§ **Passage to read**
↓
Optimisation of the extraction parameters – gravimetric yields

The extraction methods were optimised independently for hardwood (oak) and softwood (fir). Table S5 (ESI†) shows the extraction yield obtained for all performed experiments and Table S6 (ESI†) reports the modelling results for all responses. A two-way analysis of variance (ANOVA) including the two wood types and the three different solvents was performed using the three centre points of each DoE (Table S7†). The results show that there is a significant difference between the gravimetric yields obtained for the two wood types as well as for the different tested solvents. In addition, the predicted values were plotted vs. the observed values for each DoE. Linear regression was performed, and the slopes obtained were compared to the slope of 1. The results, reported in Table S9† show that there is no significant difference among the two slopes.
↑
§ **Written request 1**
From the passage on wood extraction yields, please write out everything from "The extraction methods" down to "the two slopes.".

§ **Recorded data**
↓
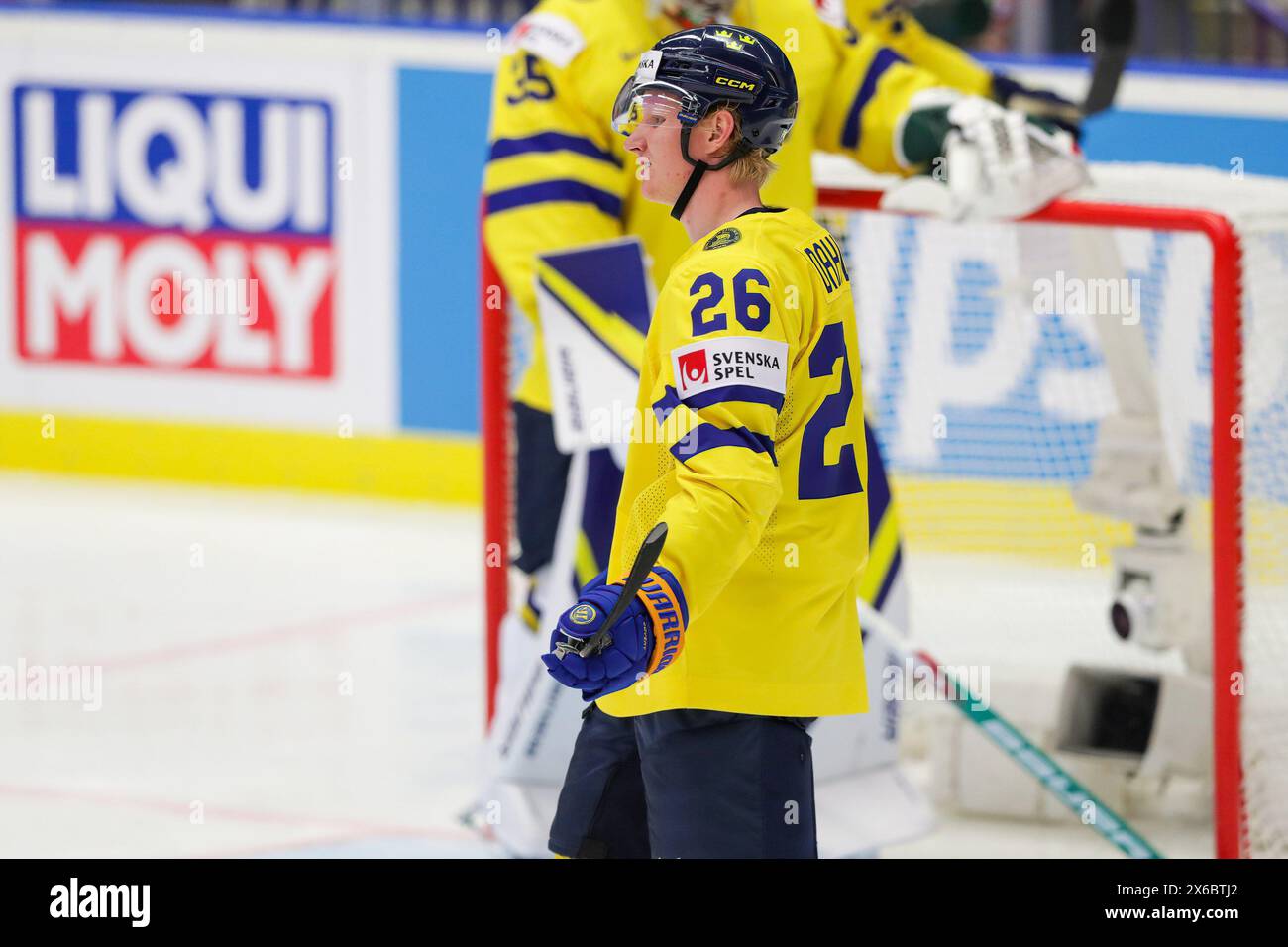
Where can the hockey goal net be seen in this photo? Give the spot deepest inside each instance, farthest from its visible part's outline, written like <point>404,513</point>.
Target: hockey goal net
<point>996,360</point>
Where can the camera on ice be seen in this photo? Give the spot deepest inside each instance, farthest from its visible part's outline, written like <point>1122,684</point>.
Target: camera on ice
<point>174,230</point>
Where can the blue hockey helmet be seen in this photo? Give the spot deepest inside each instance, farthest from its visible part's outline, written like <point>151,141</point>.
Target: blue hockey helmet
<point>711,65</point>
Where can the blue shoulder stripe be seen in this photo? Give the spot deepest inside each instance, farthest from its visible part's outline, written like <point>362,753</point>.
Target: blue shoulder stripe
<point>664,406</point>
<point>707,437</point>
<point>745,393</point>
<point>552,191</point>
<point>884,59</point>
<point>548,142</point>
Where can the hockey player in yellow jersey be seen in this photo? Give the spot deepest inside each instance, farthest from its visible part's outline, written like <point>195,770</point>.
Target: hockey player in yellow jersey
<point>750,447</point>
<point>558,178</point>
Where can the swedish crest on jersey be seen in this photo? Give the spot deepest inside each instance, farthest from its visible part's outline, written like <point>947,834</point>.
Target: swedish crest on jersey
<point>722,237</point>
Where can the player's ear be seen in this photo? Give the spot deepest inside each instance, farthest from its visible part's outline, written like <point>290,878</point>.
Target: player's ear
<point>713,134</point>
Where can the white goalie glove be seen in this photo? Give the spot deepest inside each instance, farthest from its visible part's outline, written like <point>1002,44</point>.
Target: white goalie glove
<point>995,163</point>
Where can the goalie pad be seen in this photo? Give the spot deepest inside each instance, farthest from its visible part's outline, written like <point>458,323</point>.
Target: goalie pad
<point>996,163</point>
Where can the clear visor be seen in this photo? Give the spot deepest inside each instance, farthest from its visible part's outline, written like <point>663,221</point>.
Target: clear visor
<point>649,105</point>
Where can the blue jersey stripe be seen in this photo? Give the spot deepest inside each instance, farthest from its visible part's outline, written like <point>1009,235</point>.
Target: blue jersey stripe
<point>552,191</point>
<point>707,437</point>
<point>546,142</point>
<point>884,59</point>
<point>664,406</point>
<point>745,393</point>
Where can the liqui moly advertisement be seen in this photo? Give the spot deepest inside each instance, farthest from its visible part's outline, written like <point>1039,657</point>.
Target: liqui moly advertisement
<point>220,250</point>
<point>174,231</point>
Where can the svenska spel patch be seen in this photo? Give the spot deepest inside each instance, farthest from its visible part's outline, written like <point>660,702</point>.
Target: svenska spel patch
<point>548,37</point>
<point>732,360</point>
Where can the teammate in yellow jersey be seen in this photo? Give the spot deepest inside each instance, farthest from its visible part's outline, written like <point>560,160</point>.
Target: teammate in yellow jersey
<point>748,445</point>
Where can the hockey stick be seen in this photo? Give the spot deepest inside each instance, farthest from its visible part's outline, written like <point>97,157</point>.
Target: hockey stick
<point>1052,777</point>
<point>1116,29</point>
<point>644,562</point>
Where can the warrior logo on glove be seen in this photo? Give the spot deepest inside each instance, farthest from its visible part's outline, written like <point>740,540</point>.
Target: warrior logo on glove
<point>645,639</point>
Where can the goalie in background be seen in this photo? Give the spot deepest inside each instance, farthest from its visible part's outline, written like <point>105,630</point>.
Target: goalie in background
<point>558,178</point>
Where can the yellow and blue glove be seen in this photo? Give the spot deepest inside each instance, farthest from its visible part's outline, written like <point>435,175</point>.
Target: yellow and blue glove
<point>645,639</point>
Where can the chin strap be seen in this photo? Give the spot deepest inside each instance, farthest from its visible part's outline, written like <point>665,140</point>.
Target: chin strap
<point>699,167</point>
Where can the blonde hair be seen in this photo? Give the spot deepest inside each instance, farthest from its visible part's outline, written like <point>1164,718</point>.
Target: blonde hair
<point>752,167</point>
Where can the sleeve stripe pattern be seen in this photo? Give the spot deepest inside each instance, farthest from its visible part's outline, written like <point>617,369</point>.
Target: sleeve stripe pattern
<point>666,405</point>
<point>548,142</point>
<point>554,191</point>
<point>707,437</point>
<point>883,60</point>
<point>751,394</point>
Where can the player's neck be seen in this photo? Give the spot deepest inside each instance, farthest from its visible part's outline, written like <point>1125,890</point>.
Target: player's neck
<point>716,202</point>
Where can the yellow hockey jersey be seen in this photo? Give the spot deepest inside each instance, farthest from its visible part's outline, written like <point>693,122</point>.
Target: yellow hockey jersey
<point>748,444</point>
<point>559,176</point>
<point>889,24</point>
↑
§ **Written request 2**
Repeat everything in the entries from their start down to and including the line that contains "<point>996,360</point>", and leave the pictures out.

§ **Full response 1**
The extraction methods were optimised independently for hardwood (oak) and softwood (fir). Table S5 (ESI†) shows the extraction yield obtained for all performed experiments and Table S6 (ESI†) reports the modelling results for all responses. A two-way analysis of variance (ANOVA) including the two wood types and the three different solvents was performed using the three centre points of each DoE (Table S7†). The results show that there is a significant difference between the gravimetric yields obtained for the two wood types as well as for the different tested solvents. In addition, the predicted values were plotted vs. the observed values for each DoE. Linear regression was performed, and the slopes obtained were compared to the slope of 1. The results, reported in Table S9† show that there is no significant difference among the two slopes.

§ **Full response 2**
Where can the hockey goal net be seen in this photo? Give the spot deepest inside each instance, farthest from its visible part's outline, written like <point>404,513</point>.
Target: hockey goal net
<point>996,360</point>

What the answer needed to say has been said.